- **EXERCISE TASK A**
Collect every line of the entries below that contains the string "protest".

- **GIVEN PASSAGE**
※ ※ ※

Financial Release

03/20/06 | Williams-Sonoma, Inc. Initiates Quarterly Cash Dividend and Authorizes 2 Million Share Stock Repurchase Program

PRESS RELEASE
WILLIAMS-SONOMA, INC.
3250 Van Ness Avenue
San Francisco, CA 94109

CONTACT:
Sharon L. McCollam
Executive Vice President, CFO
(415) 616-8775

Stephen C. Nelson
Director, Investor Relations
(415) 616-8754

Christy M. Chanslor
Investor Relations
(415) 616-8332

 

FOR IMMEDIATE RELEASE

 

Williams-Sonoma, Inc. Initiates Quarterly Cash Dividend and

  Authorizes 2 Million Share Stock Repurchase Program

 

San Francisco, CA, March 20, 2006 -- Williams-Sonoma, Inc. (NYSE: WSM) today announced that its Board of Directors has authorized the initiation of a quarterly cash dividend and the repurchase of up to 2 million additional shares of the Company’s common stock. 

 

This quarterly cash dividend is the first cash dividend ever declared by the Company.  The dividend will be initiated at $0.10 per common share and is payable on May 24, 2006 to shareholders of record as of the close of business on April 26, 2006.  The aggregate quarterly dividend is estimated at approximately $11.5 million based on the current number of outstanding common shares.  The indicated annual cash dividend, subject to capital availability, is $0.40 per common share or approximately $46 million in fiscal year 2006 based on the current number of common shares outstanding.

※ ※ ※

- **GIVEN RECORDS**
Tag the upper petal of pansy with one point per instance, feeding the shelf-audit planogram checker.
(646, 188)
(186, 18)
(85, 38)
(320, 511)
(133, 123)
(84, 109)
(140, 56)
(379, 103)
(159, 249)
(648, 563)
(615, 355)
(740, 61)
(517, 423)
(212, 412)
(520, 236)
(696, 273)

※ ※ ※

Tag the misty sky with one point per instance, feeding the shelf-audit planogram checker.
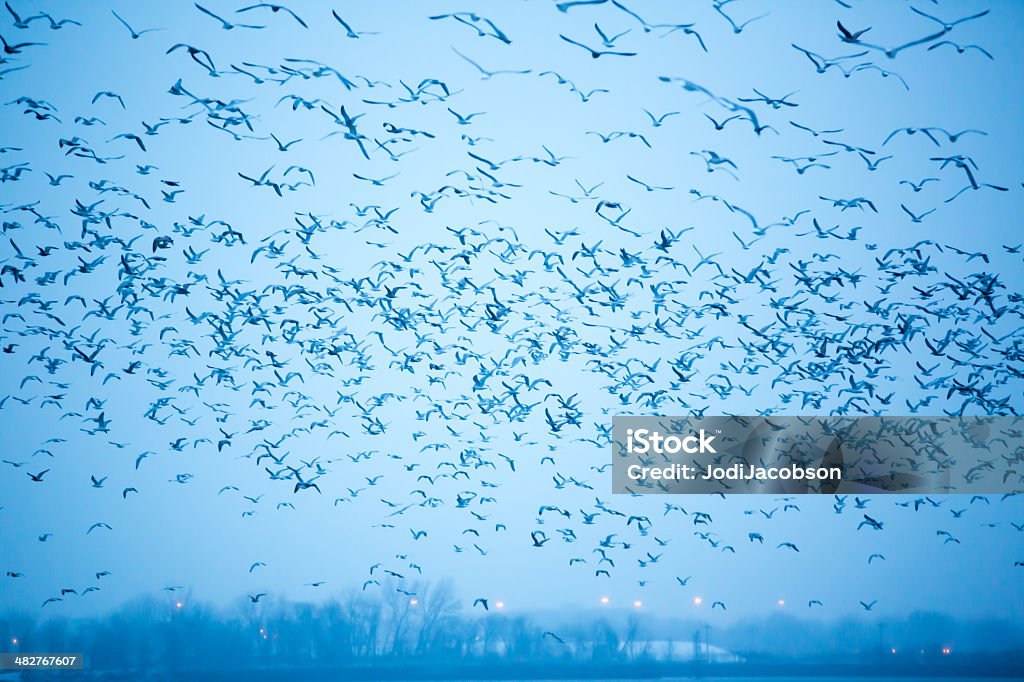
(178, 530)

※ ※ ※

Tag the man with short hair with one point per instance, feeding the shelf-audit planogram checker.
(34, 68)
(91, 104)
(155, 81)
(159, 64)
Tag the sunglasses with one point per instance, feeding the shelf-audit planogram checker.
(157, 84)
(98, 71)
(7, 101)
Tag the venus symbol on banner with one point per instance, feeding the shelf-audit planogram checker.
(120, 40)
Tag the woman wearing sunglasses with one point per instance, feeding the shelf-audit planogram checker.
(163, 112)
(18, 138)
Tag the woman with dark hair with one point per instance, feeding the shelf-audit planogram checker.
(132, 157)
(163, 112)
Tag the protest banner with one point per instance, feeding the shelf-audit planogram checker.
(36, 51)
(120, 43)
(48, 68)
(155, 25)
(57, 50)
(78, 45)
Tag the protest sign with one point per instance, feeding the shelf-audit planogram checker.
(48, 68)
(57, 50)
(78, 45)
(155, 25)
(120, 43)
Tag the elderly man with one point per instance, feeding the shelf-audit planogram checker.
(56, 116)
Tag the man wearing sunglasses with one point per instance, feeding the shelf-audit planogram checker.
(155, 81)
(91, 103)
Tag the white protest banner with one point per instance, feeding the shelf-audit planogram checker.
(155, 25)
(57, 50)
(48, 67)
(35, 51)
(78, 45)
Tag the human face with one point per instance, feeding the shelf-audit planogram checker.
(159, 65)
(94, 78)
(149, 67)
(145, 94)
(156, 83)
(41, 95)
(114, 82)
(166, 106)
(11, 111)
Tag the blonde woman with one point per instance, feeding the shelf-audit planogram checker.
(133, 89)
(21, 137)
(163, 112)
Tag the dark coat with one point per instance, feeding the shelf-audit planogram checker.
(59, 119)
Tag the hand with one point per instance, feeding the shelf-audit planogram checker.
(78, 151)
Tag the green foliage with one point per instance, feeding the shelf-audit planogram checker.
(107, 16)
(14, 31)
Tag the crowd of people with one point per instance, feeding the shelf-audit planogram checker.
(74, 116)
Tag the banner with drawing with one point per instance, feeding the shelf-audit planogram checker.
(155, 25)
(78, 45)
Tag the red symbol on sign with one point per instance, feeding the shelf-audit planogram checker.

※ ※ ※

- **EXERCISE TASK B**
Carry on the Williams-Sonoma dividend announcement above, starting after its final sentence.

- **TASK RESULT A**
Tag the protest banner with one point per instance, feeding the shelf-audit planogram checker.
Tag the protest sign with one point per instance, feeding the shelf-audit planogram checker.
Tag the white protest banner with one point per instance, feeding the shelf-audit planogram checker.

- **TASK RESULT B**
Howard Lester, Chairman, commented, “We are very proud of our financial and operational performance over the last several years and believe it highlights what is unique about our Company – the strength of our brands, the power of our multi-channel strategy, and the competitive advantages we have created with our supply chain network.  Reflecting upon the consistency of this performance, it should be no surprise that we are approaching the future with great confidence – not only from a long-term growth and profit-enhancement perspective, but also from a free cash flow point of view.  Based on this confidence, our strong cash position today, and a projected cash flow that exceeds the funding requirements of our future growth, we believe this is an ideal time to begin returning capital to our shareholders in the form of a quarterly cash dividend, in addition to our ongoing share repurchase programs.”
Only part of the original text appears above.